EXTRAIT DE TEXTE

Il ne faut pas confondre dessins et modèles (designs) et brevets (patents) !

1. Introduction.
Récemment, l’un de mes clients (s’il passe par ici, je le salue!) m’écrit pour me dire qu’il a déposé un brevet.
Il avait quelques questions. Nous nous voyons donc en rendez-vous.
Et là je comprends, en fait, qu’il n’a pas déposé un brevet ; mais qu’il a déposé un dessin et modèle.
D’où l’idée de ce petit billet pour expliquer les différences entre ces deux droits de propriété intellectuelle (et même: de propriété industrielle).
2. Les dessins et modèles ou « designs » protègent la forme ou l’apparence extérieure d’un produit.
- Article 3, a), du Règlement 6/2002 sur les dessins et modèles communautaires:
« «dessin ou modèle»: l’apparence d’un produit ou d’une partie de produit que lui confèrent, en particulier, les caractéristiques des lignes, des contours, des couleurs, de la forme, de la texture et/ou des matériaux du produit lui-même et/ou de son ornementation; » (je souligne);
- Article 3.1 (2) et (3) de la Convention Benelux en matière de propriété intellectuelle:
« 2. Est considéré comme dessin ou modèle l’aspect d’un produit ou d’une partie de produit.

CONSIGNE 1
D'après l'extrait sur les dessins et modèles, que protègent les dessins et modèles ?
CONSIGNE 2
Poursuivez l'extrait sur les dessins et modèles à partir de sa dernière phrase.
Les lignes de données proviennent d'une autre source que cet extrait.

LIGNES DE DONNÉES

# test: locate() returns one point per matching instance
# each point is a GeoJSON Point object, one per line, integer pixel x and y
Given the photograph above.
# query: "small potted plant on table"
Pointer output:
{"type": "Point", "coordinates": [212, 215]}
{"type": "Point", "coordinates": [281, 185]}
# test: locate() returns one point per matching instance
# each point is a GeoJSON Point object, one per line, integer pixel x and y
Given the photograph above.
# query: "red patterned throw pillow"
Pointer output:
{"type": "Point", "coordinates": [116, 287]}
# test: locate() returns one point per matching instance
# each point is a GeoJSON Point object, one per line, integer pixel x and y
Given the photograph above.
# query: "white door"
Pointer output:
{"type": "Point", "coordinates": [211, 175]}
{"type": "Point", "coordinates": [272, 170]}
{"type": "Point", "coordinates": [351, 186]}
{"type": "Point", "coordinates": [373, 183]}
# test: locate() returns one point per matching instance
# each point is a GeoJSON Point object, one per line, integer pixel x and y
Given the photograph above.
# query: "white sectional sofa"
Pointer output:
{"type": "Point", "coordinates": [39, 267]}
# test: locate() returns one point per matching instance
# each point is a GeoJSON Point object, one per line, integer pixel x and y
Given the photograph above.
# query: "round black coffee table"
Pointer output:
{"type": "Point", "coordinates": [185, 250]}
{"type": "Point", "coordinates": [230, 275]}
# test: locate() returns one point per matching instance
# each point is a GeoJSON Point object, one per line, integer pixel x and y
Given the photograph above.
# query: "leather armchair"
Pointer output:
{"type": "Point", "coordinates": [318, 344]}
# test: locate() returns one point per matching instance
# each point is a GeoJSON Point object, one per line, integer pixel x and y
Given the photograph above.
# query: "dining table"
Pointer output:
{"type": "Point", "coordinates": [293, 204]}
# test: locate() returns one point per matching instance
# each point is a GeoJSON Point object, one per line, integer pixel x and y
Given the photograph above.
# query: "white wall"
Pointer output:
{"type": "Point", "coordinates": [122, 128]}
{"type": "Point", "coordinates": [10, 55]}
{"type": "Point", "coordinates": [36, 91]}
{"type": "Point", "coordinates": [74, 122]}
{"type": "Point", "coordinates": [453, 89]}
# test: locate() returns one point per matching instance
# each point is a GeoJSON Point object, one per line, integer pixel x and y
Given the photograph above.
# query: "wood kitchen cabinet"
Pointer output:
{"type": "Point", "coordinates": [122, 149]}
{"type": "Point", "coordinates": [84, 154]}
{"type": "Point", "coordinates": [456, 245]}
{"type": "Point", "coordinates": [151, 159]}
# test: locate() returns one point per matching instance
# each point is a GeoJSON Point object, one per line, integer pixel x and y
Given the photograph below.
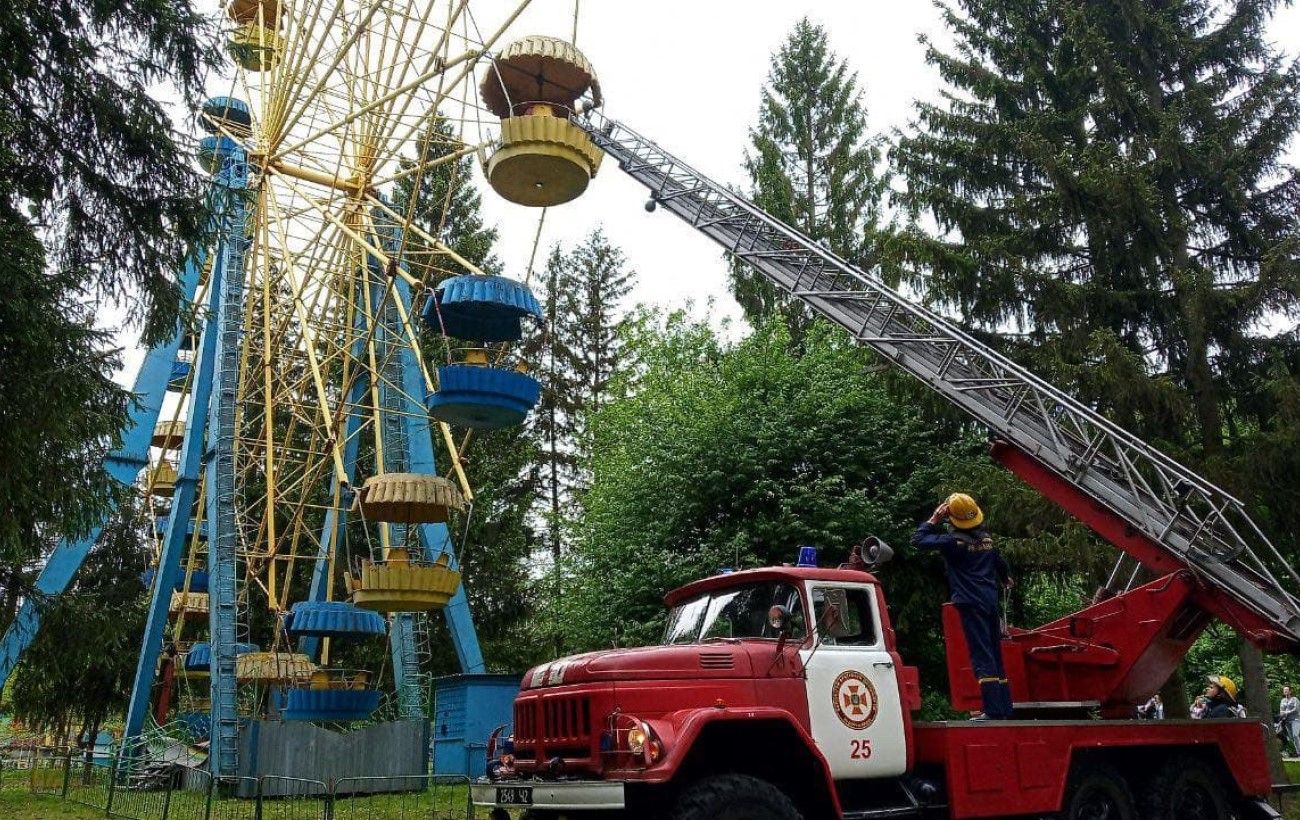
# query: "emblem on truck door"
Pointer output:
{"type": "Point", "coordinates": [854, 699]}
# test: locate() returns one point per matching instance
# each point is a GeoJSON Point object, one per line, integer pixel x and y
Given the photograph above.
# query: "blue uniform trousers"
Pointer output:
{"type": "Point", "coordinates": [983, 632]}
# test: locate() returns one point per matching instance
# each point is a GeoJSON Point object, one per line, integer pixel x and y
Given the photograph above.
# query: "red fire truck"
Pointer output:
{"type": "Point", "coordinates": [780, 693]}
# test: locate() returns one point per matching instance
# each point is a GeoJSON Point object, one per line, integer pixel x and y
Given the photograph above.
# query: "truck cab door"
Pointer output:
{"type": "Point", "coordinates": [854, 699]}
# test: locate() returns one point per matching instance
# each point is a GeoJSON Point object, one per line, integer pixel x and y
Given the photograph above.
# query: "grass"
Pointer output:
{"type": "Point", "coordinates": [17, 803]}
{"type": "Point", "coordinates": [24, 806]}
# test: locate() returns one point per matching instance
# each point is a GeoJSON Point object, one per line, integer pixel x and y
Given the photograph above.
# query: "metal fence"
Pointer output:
{"type": "Point", "coordinates": [152, 790]}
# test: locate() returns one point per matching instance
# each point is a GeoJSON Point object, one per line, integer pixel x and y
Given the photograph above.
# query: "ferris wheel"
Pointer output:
{"type": "Point", "coordinates": [294, 484]}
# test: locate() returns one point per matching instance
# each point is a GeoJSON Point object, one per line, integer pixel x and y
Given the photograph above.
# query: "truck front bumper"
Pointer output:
{"type": "Point", "coordinates": [596, 794]}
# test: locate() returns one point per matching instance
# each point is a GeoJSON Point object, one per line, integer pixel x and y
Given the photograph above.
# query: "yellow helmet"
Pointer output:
{"type": "Point", "coordinates": [1223, 682]}
{"type": "Point", "coordinates": [963, 512]}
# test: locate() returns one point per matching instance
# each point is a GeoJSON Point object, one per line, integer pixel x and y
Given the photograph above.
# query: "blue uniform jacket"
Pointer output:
{"type": "Point", "coordinates": [975, 569]}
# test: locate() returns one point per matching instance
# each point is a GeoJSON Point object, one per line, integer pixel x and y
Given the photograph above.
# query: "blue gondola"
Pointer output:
{"type": "Point", "coordinates": [198, 724]}
{"type": "Point", "coordinates": [225, 111]}
{"type": "Point", "coordinates": [180, 371]}
{"type": "Point", "coordinates": [481, 308]}
{"type": "Point", "coordinates": [333, 619]}
{"type": "Point", "coordinates": [329, 704]}
{"type": "Point", "coordinates": [199, 658]}
{"type": "Point", "coordinates": [213, 152]}
{"type": "Point", "coordinates": [482, 398]}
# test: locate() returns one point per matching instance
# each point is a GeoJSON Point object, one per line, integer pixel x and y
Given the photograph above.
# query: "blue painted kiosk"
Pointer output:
{"type": "Point", "coordinates": [466, 710]}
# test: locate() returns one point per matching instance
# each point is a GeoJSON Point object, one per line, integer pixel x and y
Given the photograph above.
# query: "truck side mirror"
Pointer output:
{"type": "Point", "coordinates": [875, 552]}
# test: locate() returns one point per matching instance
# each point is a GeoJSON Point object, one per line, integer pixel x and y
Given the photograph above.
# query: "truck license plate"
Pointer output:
{"type": "Point", "coordinates": [514, 795]}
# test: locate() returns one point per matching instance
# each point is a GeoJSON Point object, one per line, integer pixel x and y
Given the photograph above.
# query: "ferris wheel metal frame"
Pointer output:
{"type": "Point", "coordinates": [352, 89]}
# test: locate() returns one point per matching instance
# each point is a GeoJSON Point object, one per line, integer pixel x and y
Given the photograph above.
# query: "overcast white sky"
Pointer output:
{"type": "Point", "coordinates": [688, 73]}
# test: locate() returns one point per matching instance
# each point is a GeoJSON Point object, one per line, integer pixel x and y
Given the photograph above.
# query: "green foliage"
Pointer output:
{"type": "Point", "coordinates": [1109, 178]}
{"type": "Point", "coordinates": [577, 356]}
{"type": "Point", "coordinates": [811, 165]}
{"type": "Point", "coordinates": [79, 668]}
{"type": "Point", "coordinates": [735, 455]}
{"type": "Point", "coordinates": [96, 202]}
{"type": "Point", "coordinates": [445, 204]}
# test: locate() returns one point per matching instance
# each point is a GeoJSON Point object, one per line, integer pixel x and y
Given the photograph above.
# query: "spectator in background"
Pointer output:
{"type": "Point", "coordinates": [1153, 708]}
{"type": "Point", "coordinates": [1288, 715]}
{"type": "Point", "coordinates": [1199, 707]}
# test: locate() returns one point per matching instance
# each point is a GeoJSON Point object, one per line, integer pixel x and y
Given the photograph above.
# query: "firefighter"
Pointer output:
{"type": "Point", "coordinates": [1221, 698]}
{"type": "Point", "coordinates": [976, 573]}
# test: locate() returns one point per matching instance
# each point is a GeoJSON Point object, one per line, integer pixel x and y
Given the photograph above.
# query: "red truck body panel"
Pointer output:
{"type": "Point", "coordinates": [1014, 768]}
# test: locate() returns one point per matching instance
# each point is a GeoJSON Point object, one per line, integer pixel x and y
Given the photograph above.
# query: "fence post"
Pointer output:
{"type": "Point", "coordinates": [68, 771]}
{"type": "Point", "coordinates": [112, 784]}
{"type": "Point", "coordinates": [167, 795]}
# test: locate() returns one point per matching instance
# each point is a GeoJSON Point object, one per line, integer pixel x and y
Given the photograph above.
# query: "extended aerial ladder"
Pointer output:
{"type": "Point", "coordinates": [1145, 503]}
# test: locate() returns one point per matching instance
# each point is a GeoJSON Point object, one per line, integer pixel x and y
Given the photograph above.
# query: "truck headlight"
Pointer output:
{"type": "Point", "coordinates": [637, 737]}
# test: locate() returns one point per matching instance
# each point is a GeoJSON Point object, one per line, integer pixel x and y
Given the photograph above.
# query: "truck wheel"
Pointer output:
{"type": "Point", "coordinates": [1097, 793]}
{"type": "Point", "coordinates": [735, 797]}
{"type": "Point", "coordinates": [1186, 789]}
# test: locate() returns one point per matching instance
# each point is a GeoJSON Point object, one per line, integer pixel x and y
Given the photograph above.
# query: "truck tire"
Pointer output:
{"type": "Point", "coordinates": [735, 797]}
{"type": "Point", "coordinates": [1186, 788]}
{"type": "Point", "coordinates": [1097, 792]}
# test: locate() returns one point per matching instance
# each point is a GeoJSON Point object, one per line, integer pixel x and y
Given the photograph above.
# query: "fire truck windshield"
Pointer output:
{"type": "Point", "coordinates": [733, 614]}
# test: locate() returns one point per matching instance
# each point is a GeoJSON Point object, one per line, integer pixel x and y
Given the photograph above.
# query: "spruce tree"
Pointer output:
{"type": "Point", "coordinates": [446, 207]}
{"type": "Point", "coordinates": [1108, 178]}
{"type": "Point", "coordinates": [579, 358]}
{"type": "Point", "coordinates": [99, 202]}
{"type": "Point", "coordinates": [811, 164]}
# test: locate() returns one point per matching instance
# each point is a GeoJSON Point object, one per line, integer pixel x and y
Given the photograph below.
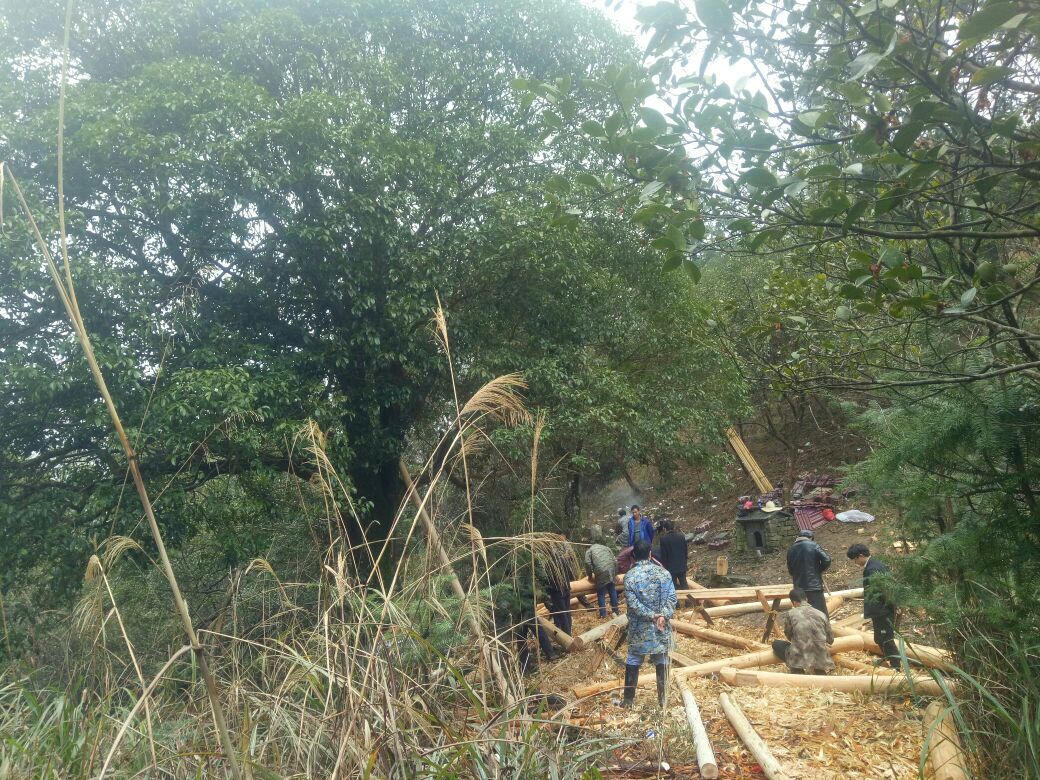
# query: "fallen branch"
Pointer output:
{"type": "Point", "coordinates": [705, 756]}
{"type": "Point", "coordinates": [567, 643]}
{"type": "Point", "coordinates": [744, 729]}
{"type": "Point", "coordinates": [760, 658]}
{"type": "Point", "coordinates": [756, 606]}
{"type": "Point", "coordinates": [878, 683]}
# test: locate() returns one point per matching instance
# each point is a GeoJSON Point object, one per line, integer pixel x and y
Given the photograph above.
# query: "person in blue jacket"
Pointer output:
{"type": "Point", "coordinates": [639, 527]}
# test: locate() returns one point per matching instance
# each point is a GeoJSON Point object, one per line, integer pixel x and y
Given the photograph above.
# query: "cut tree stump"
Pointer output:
{"type": "Point", "coordinates": [597, 632]}
{"type": "Point", "coordinates": [566, 642]}
{"type": "Point", "coordinates": [705, 756]}
{"type": "Point", "coordinates": [942, 744]}
{"type": "Point", "coordinates": [771, 767]}
{"type": "Point", "coordinates": [849, 683]}
{"type": "Point", "coordinates": [930, 656]}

RÉSULTAT ATTENDU 1
Ils protègent la forme ou l'apparence extérieure d'un produit.

RÉSULTAT ATTENDU 2
3. L’aspect d’un produit lui est conféré, en particulier, par les caractéristiques des lignes, des contours, des couleurs, de la forme, de la texture ou des matériaux du produit lui-même ou de son ornementation ».
Comme l’écrit le SPF Economie :
« L’apparence d’un produit joue un rôle stratégique pour son créateur. Entre deux produits de même qualité, le consommateur est susceptible de choisir le plus esthétique.
C’est la raison pour laquelle nombre d’entreprises ou de créateurs choisissent de protéger l’aspect extérieur de leurs produits en les enregistrant en tant que dessins ou modèles ».
3. Tandis que les brevets ou « patents » protègent tout ce qui est invention technique, c’est-à-dire les solutions techniques à des problèmes techniques.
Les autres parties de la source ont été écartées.